▶ **PARTS OF THE EXERCISE**
A. Retype the passage of the forum thread from "I'm planning on" up to and including "kick anyone out.".
B. In the records, take the lines from the one containing "[Batch spec] Target class: black" up to and including the one containing "[[31, 255, 140, 325]]", and turn them into a numbered list with no blank lines.

▶ **QUOTED TEXT**
————

Sounds too good to be true, Trev. I'm in whatever the rest of those wasters decide.  :lol: 

How about a run on the shiny bling you have just to complete the day? :super:


----------



## mikem108 (15/1/07)

Thanks guys, Feb 3 or 17th would work better for me as I should clean up my garden a bit.

I'm planning on lining up a few lesser known commercial Pale Ales for a tasting. e.g. Pigs Fly, Murray's, Barons Bitter etc. 

and two of my own on tap.

On feb3,17 and 24th I shouldn't have any evening commitments so there won't be such an urgency to kick anyone out.

And the time 1pm onwards



Edited because I forgot it was the Missus's birthday on the 6th and I will be committed for something or other on the 10th.


----------



## Stuster (15/1/07)

Well, after supporting the 10th I find that I'm going away on the 10th. Doh. h34r: 

So would anyone have a problem with the 3rd? I promise to bring a few of the IIPAs from the last brew day.


----------



## mikem108 (15/1/07)

In fact the 3rd or the 17th will be the best.




:huh: editted because the missus's birthday is on the 6th and I will surely be otherwise occupied on the 10th

Sorry for my sieve like brain!


----------



## mikem108 (15/1/07)

See edits in previous posts


BTW- Open invite to any ISB guys who want to pop in for a schooner or 2 anythime not just when theres an official meet on.


----------



## Barramundi (15/1/07)

im voting for the 17th that way everyone gets a chance to settle into the new year , mike gets to tidy his garden , and if need be we can discuss a bit of a brew day, do we still wanna do the newbie thing whilst the "pro's" supervise and guide ??

oh and mike be careful with open invites youll get people like me lobbing at ya door everyday *LOL* and we wont tell ya missus you forgot her birthday either ...

————

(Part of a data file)
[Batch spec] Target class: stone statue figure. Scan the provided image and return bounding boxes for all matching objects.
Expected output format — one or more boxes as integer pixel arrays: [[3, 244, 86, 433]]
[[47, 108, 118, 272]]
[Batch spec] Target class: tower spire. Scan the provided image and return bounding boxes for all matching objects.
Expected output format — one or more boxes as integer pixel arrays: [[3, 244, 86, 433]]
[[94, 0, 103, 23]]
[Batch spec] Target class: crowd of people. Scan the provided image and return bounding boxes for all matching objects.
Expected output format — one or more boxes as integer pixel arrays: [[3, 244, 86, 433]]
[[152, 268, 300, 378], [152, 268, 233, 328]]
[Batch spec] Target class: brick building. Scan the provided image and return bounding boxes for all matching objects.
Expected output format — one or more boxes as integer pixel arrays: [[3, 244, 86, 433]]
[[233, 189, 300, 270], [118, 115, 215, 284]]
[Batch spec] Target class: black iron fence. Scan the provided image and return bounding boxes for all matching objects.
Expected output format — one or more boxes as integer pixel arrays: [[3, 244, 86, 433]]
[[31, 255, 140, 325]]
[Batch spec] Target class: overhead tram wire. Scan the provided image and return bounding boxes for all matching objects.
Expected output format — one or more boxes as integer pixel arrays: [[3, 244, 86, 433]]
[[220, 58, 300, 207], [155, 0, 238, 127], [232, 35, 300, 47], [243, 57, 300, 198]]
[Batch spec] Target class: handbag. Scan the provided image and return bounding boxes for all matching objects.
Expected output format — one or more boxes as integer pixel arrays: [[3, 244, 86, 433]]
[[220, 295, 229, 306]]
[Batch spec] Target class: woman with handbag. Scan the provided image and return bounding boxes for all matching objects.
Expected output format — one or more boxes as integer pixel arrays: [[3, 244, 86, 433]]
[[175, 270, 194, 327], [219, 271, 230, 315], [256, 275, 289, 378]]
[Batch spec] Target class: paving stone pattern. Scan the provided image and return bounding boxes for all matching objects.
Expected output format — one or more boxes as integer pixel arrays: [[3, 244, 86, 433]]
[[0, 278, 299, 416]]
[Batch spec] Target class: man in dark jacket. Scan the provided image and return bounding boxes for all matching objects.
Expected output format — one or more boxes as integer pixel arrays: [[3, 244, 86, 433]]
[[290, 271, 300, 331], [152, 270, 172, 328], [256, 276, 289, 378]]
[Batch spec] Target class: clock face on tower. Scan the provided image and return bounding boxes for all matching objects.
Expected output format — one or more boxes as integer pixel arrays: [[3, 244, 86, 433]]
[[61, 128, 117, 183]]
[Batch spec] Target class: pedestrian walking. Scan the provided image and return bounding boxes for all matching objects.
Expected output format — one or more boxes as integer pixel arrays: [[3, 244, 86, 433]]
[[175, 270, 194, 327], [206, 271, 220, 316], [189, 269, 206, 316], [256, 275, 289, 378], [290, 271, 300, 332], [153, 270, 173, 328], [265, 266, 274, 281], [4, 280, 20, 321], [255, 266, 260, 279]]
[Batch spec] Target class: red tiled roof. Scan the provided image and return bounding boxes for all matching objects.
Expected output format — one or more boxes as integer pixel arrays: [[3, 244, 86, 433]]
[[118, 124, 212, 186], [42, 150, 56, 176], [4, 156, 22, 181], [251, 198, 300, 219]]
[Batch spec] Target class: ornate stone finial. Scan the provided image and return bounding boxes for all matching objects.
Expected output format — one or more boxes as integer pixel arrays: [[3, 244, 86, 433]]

————

▶ **WRITTEN RESPONSES**
A.
I'm planning on lining up a few lesser known commercial Pale Ales for a tasting. e.g. Pigs Fly, Murray's, Barons Bitter etc. 

and two of my own on tap.

On feb3,17 and 24th I shouldn't have any evening commitments so there won't be such an urgency to kick anyone out.

B.
1. [Batch spec] Target class: black iron fence. Scan the provided image and return bounding boxes for all matching objects.
2. Expected output format — one or more boxes as integer pixel arrays: [[3, 244, 86, 433]]
3. [[31, 255, 140, 325]]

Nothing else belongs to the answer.